> [How to complete this task]
Repeat the entire listing exactly.

> [Exercise data]
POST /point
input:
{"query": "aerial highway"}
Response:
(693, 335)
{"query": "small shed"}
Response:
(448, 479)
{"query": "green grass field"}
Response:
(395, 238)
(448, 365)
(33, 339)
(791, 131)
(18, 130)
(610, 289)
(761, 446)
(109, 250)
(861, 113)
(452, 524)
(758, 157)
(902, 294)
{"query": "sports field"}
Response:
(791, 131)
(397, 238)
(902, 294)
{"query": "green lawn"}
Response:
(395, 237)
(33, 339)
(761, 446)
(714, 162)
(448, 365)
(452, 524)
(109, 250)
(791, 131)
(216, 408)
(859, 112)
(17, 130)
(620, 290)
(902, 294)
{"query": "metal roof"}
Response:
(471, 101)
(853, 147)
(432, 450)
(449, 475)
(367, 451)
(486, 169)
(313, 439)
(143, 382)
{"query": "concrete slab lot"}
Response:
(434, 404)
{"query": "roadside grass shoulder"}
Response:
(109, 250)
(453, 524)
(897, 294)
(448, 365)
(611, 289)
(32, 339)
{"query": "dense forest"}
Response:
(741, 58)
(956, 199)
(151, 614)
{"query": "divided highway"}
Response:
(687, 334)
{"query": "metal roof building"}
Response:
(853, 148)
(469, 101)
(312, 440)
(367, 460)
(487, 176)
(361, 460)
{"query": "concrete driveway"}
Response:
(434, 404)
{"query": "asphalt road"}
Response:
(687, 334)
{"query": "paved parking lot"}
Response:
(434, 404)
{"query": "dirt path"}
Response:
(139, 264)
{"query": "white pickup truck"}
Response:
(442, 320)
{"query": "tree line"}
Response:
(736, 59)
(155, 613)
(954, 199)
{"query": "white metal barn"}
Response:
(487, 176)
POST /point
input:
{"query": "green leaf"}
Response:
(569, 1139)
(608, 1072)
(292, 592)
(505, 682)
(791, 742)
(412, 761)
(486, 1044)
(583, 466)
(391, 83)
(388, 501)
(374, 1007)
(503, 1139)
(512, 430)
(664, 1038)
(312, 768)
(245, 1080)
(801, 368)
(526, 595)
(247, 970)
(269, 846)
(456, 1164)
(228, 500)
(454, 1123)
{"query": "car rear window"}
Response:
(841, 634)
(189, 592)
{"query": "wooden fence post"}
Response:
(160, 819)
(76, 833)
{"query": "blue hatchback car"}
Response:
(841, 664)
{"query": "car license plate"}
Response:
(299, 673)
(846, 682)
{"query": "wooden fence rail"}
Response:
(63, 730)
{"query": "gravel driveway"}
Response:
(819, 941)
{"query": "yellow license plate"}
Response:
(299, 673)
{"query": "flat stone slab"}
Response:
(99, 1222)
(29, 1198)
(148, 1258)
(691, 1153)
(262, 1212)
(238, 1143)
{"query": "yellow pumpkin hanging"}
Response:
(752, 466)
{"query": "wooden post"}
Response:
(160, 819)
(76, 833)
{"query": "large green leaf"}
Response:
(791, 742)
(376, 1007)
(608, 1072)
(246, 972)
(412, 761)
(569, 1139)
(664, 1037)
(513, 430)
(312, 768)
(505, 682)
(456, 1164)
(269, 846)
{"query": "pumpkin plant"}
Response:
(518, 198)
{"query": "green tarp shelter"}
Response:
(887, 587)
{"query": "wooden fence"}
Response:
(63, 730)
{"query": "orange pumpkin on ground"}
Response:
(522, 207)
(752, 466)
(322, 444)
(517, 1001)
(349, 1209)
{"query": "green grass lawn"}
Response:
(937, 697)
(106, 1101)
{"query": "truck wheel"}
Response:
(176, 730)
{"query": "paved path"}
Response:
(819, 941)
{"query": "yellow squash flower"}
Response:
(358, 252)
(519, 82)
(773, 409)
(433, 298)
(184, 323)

> [The answer]
POST /point
input:
{"query": "aerial highway"}
Response:
(693, 335)
{"query": "small shed"}
Response:
(448, 479)
{"query": "green grass field"}
Response:
(395, 238)
(448, 365)
(33, 339)
(791, 131)
(18, 130)
(610, 289)
(761, 446)
(109, 250)
(861, 113)
(452, 524)
(758, 157)
(902, 294)
{"query": "sports field"}
Response:
(791, 131)
(397, 238)
(902, 294)
{"query": "green lawn"}
Response:
(395, 237)
(33, 339)
(761, 446)
(714, 162)
(448, 365)
(452, 524)
(109, 250)
(791, 131)
(216, 408)
(859, 112)
(17, 130)
(620, 290)
(902, 294)
{"query": "metal roof"}
Response:
(471, 101)
(853, 147)
(432, 450)
(449, 475)
(367, 451)
(486, 169)
(313, 439)
(143, 382)
{"query": "concrete slab lot"}
Response:
(434, 404)
{"query": "roadside grass shoulder"}
Response:
(109, 250)
(453, 524)
(897, 294)
(448, 365)
(611, 289)
(32, 339)
{"query": "dense forest"}
Response:
(741, 58)
(956, 199)
(151, 614)
{"query": "divided highway"}
Response:
(687, 334)
{"query": "metal roof building"}
Response:
(853, 148)
(469, 101)
(312, 440)
(367, 460)
(487, 176)
(361, 460)
{"query": "concrete driveway"}
Response:
(434, 404)
{"query": "asphalt road"}
Response:
(687, 334)
{"query": "paved parking lot"}
Response:
(434, 404)
{"query": "dirt path"}
Response:
(139, 264)
{"query": "white pickup truck"}
Response:
(442, 320)
{"query": "tree line"}
Response:
(736, 59)
(155, 613)
(954, 199)
{"query": "white metal barn"}
Response:
(487, 176)
POST /point
input:
{"query": "green leaf"}
Response:
(569, 1139)
(608, 1072)
(292, 592)
(505, 682)
(791, 742)
(412, 761)
(486, 1044)
(583, 466)
(391, 83)
(388, 501)
(374, 1007)
(503, 1139)
(512, 430)
(664, 1038)
(312, 768)
(245, 1080)
(801, 368)
(526, 595)
(247, 970)
(269, 846)
(456, 1164)
(228, 500)
(454, 1123)
{"query": "car rear window"}
Response:
(841, 634)
(189, 592)
{"query": "wooden fence post"}
Response:
(160, 819)
(76, 833)
{"query": "blue hatchback car"}
Response:
(841, 664)
{"query": "car license plate"}
Response:
(299, 673)
(846, 682)
{"query": "wooden fence rail"}
Response:
(63, 730)
{"query": "gravel driveway"}
Response:
(819, 941)
{"query": "yellow license plate"}
Response:
(299, 673)
{"query": "flat stone slab"}
Response:
(99, 1222)
(29, 1198)
(148, 1258)
(691, 1153)
(262, 1212)
(238, 1143)
{"query": "yellow pumpkin hanging"}
Response:
(752, 466)
{"query": "wooden post"}
Response:
(160, 819)
(76, 833)
{"query": "large green leaf"}
Response:
(791, 742)
(376, 1007)
(608, 1072)
(246, 972)
(412, 761)
(569, 1139)
(664, 1037)
(513, 430)
(312, 768)
(505, 682)
(456, 1164)
(269, 846)
{"query": "pumpkin plant"}
Response:
(518, 198)
{"query": "green tarp shelter"}
Response:
(887, 587)
{"query": "wooden fence"}
Response:
(63, 730)
{"query": "orange pumpkin on ground"}
Response:
(522, 207)
(752, 466)
(322, 444)
(517, 1001)
(349, 1209)
{"query": "green grass lawn"}
Response:
(937, 697)
(106, 1101)
{"query": "truck wheel"}
Response:
(176, 730)
{"query": "paved path"}
Response:
(819, 941)
{"query": "yellow squash flower"}
Response:
(358, 252)
(519, 82)
(773, 409)
(433, 298)
(184, 323)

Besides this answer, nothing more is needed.